### WORK INSTRUCTION
Please repeat, exactly and with nothing extra, the line containing "y=81. Target: foliage" and every line after it up to the end of the material.

### INPUT MATERIAL
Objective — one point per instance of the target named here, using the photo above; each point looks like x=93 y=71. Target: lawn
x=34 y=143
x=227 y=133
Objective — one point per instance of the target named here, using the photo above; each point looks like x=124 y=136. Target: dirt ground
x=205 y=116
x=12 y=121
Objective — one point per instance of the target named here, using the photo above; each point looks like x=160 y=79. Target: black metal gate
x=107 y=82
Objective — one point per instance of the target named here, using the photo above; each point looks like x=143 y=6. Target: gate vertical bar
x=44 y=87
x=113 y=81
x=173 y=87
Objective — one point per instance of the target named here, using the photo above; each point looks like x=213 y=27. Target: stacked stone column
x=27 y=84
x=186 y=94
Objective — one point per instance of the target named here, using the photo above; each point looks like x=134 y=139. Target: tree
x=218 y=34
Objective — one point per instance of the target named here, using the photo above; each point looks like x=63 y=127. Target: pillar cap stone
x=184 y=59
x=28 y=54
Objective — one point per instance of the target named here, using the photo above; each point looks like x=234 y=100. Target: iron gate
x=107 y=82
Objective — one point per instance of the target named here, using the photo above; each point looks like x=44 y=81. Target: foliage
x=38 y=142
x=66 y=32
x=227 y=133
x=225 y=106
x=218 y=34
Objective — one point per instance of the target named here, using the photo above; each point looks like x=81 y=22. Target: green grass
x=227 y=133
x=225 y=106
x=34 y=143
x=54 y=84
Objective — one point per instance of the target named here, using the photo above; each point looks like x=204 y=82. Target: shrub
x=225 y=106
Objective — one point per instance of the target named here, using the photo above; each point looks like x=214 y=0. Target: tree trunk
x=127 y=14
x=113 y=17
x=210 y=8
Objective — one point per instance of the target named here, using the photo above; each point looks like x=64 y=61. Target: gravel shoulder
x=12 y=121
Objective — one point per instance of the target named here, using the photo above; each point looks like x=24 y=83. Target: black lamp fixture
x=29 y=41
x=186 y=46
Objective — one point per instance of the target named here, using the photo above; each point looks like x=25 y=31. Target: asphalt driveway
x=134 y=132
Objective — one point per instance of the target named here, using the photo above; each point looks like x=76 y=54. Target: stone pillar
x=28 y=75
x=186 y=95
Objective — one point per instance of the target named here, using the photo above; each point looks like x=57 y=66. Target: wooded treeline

### PROBLEM SOLUTION
Objective — one point per instance of the target named here, using the photo above; each point looks like x=44 y=81. Target: foliage
x=38 y=142
x=66 y=32
x=227 y=133
x=225 y=106
x=218 y=34
Objective — one point per instance of the target named here, using the photo above; each point looks like x=81 y=22. Target: green grass
x=227 y=133
x=225 y=106
x=34 y=143
x=54 y=84
Objective — one point per instance of the target named here, using the photo above; each point looks like x=204 y=82. Target: shrub
x=225 y=106
Objective — one point per instance of the target named here, using the photo above; each point looks like x=214 y=0. Target: tree trunk
x=127 y=14
x=113 y=17
x=210 y=8
Objective — one point per instance of the target named here, using the photo above; each point looks like x=64 y=61. Target: gravel shoulder
x=12 y=121
Objective — one point per instance of the target named here, using the photo above; each point looks like x=24 y=83. Target: black lamp fixture
x=29 y=41
x=186 y=46
Objective — one point per instance of the target named here, using the photo above; each point looks like x=25 y=31. Target: asphalt driveway
x=134 y=132
Objective — one point per instance of the target named here, using the photo above; each point looks like x=76 y=54. Target: stone pillar
x=28 y=75
x=186 y=95
Objective — one point per instance of the target named here, using the photo above; each point looks like x=57 y=66. Target: wooded treeline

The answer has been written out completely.